Es sagt sich so leicht, dass Zeit eine Illusion ist. Ein flotter Spruch! Aber diese Erkenntnis als eine Realität zu erleben, ist doch etwas ganz anderes. Meistens denken wir durchaus zeitgebunden, reden von Früher und Später, von einer Reihenfolge der Geschehnisse, von Bemühungen, die im Verlauf der Zeit zu einem Ergebnis führen. Es scheint, als könnten wir gar nicht anders. Wenn wir nun auf Grund dessen gezwungen sind, unser sogenanntes Vorleben als ein vergangenes anzusehen, so haben wir doch die Möglichkeit, in unserer Vorstellung die Gegensätze zu vereinen. Dazu erweitern wir in einer stillen Kontemplation unseren Fokus, so dass wir eine neue Perspektive auf das Geschehen erhalten. Was hieße das für unser Beispiel mit der Hexenverbrennung? Wir lösen uns aus der Identifikation mit einer bestimmten Person, wonach die ganze Szene zu einem Bild unserer selbst wird. Wir erleben: „Ich bin die Frau auf dem Scheiterhaufen und zugleich der Henker, der sie fesselt. Ich bin der johlende Zuschauer, der selbstgerechte Priester und ebenso die verzweifelte Mutter, die für ihre Tochter um Gnade fleht. Ich bin die Gier und die Angst, die Mordlust und die Scham. Das alles ist in mir.“

Wer sich nicht darin übt, Gegensätze zusammenzuschauen, bleibt zumeist seiner Einseitigkeit verhaftet. Er teilt die Welt in Gut und Böse und rechnet sich selbst, wie nicht anders zu erwarten, zu den Guten. Nun gehört es zum gesicherten Grundwissen einer jeden Psychotherapie, dass uns die unliebsamen Seiten, die wir innerlich abspalten, immer wieder in der Außenwelt begegnen. Sie kommen auf uns zu und stellen sich uns in den Weg. Verstehen wir solche Konfrontationen nicht als Hinweise darauf, dass etwas in uns ganz werden will, sind wir natürlich versucht, uns gegen den anderen rechthaberisch durchzusetzen und ihm eine Schuld zuzuweisen.

Bildbasierte Daten zu referenzierenden Ausdrücken

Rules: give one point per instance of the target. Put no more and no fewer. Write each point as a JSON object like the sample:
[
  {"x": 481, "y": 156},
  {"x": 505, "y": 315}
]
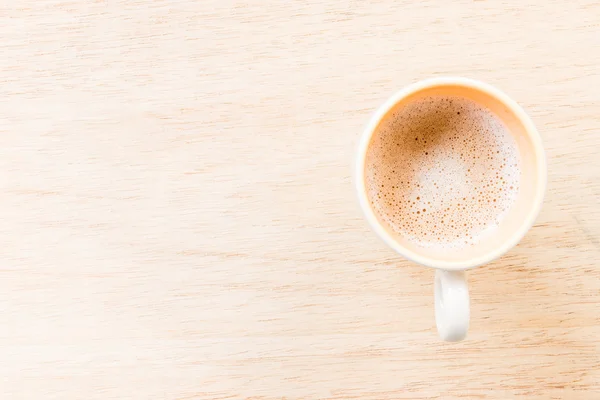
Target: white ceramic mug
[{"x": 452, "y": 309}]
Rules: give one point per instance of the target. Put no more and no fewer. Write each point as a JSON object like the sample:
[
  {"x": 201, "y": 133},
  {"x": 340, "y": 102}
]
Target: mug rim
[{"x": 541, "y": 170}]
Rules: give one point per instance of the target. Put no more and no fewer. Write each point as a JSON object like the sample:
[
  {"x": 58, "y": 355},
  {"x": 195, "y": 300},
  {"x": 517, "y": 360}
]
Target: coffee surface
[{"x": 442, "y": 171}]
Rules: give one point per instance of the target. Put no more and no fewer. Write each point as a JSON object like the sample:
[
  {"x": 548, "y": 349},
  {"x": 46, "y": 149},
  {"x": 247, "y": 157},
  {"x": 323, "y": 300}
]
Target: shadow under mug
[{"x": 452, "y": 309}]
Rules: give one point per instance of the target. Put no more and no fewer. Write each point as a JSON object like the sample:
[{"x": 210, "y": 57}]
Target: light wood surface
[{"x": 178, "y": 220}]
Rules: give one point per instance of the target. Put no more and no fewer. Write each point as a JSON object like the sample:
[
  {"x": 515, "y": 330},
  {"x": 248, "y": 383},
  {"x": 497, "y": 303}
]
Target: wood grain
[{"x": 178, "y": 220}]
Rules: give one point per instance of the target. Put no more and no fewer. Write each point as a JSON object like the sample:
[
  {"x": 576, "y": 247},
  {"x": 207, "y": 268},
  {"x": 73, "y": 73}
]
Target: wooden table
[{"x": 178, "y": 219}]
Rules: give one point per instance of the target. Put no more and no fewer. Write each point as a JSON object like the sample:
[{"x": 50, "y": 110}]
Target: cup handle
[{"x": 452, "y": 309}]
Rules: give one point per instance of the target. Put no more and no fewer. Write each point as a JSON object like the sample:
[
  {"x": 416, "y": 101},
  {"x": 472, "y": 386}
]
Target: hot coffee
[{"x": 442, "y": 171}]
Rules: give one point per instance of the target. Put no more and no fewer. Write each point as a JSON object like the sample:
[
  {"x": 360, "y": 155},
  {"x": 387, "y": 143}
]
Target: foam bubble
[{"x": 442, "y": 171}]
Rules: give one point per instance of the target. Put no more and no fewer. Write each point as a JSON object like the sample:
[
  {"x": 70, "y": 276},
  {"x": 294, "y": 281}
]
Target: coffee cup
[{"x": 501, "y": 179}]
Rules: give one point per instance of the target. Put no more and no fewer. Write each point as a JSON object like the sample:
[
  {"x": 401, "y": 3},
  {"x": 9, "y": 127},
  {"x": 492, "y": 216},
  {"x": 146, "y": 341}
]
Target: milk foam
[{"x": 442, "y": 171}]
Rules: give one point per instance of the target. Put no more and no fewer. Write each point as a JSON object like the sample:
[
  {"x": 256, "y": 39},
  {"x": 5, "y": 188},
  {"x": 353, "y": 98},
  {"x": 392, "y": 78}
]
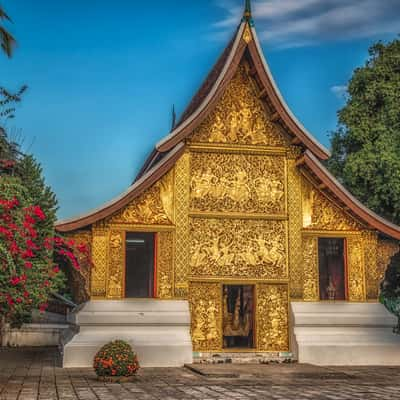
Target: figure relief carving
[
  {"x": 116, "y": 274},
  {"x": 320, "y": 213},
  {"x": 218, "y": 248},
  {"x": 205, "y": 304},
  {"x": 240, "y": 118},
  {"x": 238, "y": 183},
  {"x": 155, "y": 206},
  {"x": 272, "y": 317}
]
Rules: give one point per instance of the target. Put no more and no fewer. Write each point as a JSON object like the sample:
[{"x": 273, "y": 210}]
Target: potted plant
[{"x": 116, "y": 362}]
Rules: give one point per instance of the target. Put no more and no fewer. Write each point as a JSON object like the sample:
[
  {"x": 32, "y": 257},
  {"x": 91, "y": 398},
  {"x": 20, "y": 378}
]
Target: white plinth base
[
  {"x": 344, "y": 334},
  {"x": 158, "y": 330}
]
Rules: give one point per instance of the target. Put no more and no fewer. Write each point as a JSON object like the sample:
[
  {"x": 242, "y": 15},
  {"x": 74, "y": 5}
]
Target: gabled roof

■ ZU ERLEDIGEN:
a. Welche Personen aus der Szene der Hexenverbrennung zählt der Text über das Zusammenschauen von Gegensätzen in den Sätzen „Ich bin …“ auf?
b. Wie könnte der Text über das Zusammenschauen von Gegensätzen weitergehen? Setze ihn nach seinem letzten Satz fort.
Das Material stammt aus einer anderen Quelle.

■ DEINE ANTWORTEN:
a.
- die Frau auf dem Scheiterhaufen
- der Henker, der sie fesselt
- der johlende Zuschauer
- der selbstgerechte Priester
- die verzweifelte Mutter, die für ihre Tochter um Gnade fleht

b.
Frauen überwinden ihre Einseitigkeit, indem sie das Männliche integrieren, während Männer dasselbe erreichen, indem sie das Weibliche integrieren. Es geht dabei um eine innere Integrationsarbeit, eine Art innere Vermählung. Schließlich kommen wir dahin, dass wir den Geschlechtern unparteiisch gegenüberstehen, ohne Präferenz, ohne Groll, ohne Neid. Auch das gehört, zumindest in der Psychotherapie nach C.G. Jung, zum Grundwissen. Es ist aber nötig, daran zu erinnern, denn heute sehen wir eine deutliche Verlagerung von innen nach außen, eine Veräußerlichung des Inneren, eine Art psychischer Exhibitionismus. Mit äußerlichen Veränderungen lässt sich die erforderliche Integration aber nicht herbeiführen, weder mit extravaganten Verkleidungen oder Promiskuität noch mit Hormonpräparaten oder chirurgischen Eingriffen. Männer in Frauenkleidern, Frauen mit Bart – das Aussehen mag das Auge trügen, aber die innere Einseitigkeit bleibt bestehen; die Gegensätze werden nicht integriert. Das zeigt sich nicht zuletzt darin, dass man trotz aller Geschlechtertoleranz der Feindbilder bedarf. Mitunter provoziert man mit der Zurschaustellung seiner Erscheinung in der Umgebung gezielt Widerspruch – um die eigenen inneren Widersprüche nicht ansehen zu müssen.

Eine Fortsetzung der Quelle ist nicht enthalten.